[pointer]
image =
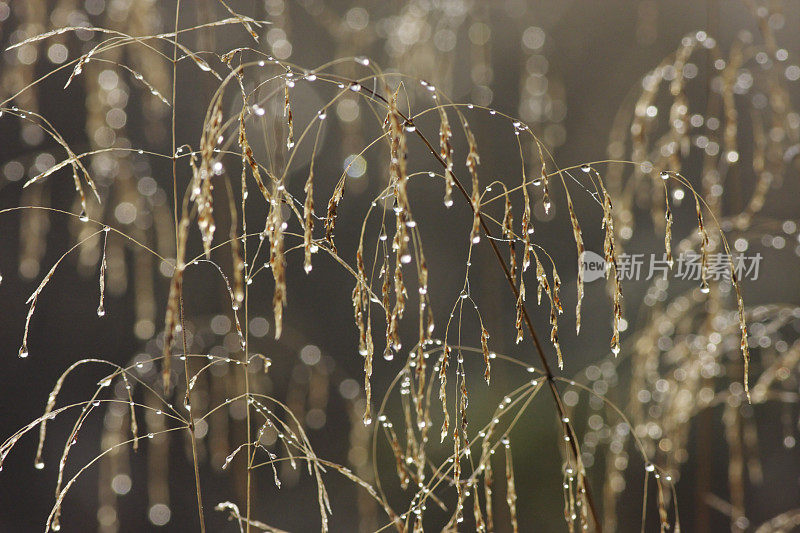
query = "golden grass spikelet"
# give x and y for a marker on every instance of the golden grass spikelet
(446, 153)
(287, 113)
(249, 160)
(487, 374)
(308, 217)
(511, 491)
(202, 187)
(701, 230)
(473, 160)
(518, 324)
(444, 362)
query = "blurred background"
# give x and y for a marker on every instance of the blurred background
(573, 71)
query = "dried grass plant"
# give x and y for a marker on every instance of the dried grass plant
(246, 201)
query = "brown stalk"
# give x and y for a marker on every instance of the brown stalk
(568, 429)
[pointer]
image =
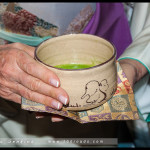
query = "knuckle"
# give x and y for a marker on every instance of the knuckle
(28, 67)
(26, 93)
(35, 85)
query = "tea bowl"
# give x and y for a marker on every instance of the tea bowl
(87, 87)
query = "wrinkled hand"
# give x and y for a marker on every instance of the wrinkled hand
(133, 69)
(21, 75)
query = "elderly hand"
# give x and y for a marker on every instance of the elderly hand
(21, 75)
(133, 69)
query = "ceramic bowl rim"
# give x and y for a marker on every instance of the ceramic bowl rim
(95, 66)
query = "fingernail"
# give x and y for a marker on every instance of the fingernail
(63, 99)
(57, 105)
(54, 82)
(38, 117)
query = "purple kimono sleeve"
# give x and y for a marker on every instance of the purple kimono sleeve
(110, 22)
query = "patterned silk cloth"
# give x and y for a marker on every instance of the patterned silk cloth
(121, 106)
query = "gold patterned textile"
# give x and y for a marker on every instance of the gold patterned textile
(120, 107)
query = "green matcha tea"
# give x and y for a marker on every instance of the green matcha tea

────

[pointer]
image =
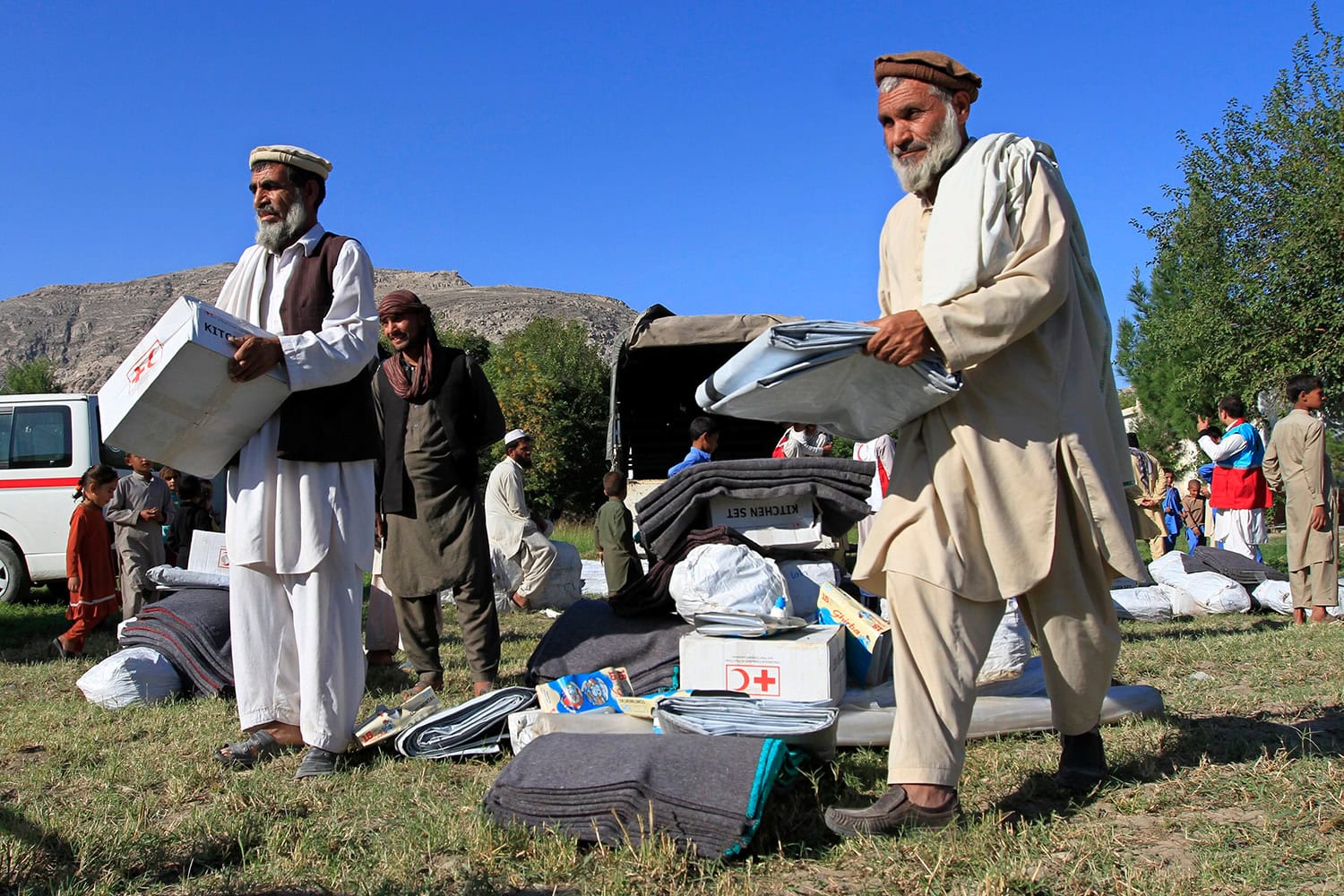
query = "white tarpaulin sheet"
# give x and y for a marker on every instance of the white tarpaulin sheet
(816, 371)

────

» **Task item**
From the records above, retype only the lines starting at the line that contains "the purple kimono sleeve" and ending at the line that contains "the green matcha tea", both included.

» **Task result**
# give x and y for a marker on every instance of the purple kimono sleeve
(110, 22)
query = "patterned silk cloth"
# give x and y for a marker on every instance of the patterned silk cloth
(121, 106)
query = "gold patterned textile"
# give x and y for a marker on every instance of the gold patterned textile
(120, 107)
query = "green matcha tea"
# give x and y for a marker on every instance of the green matcha tea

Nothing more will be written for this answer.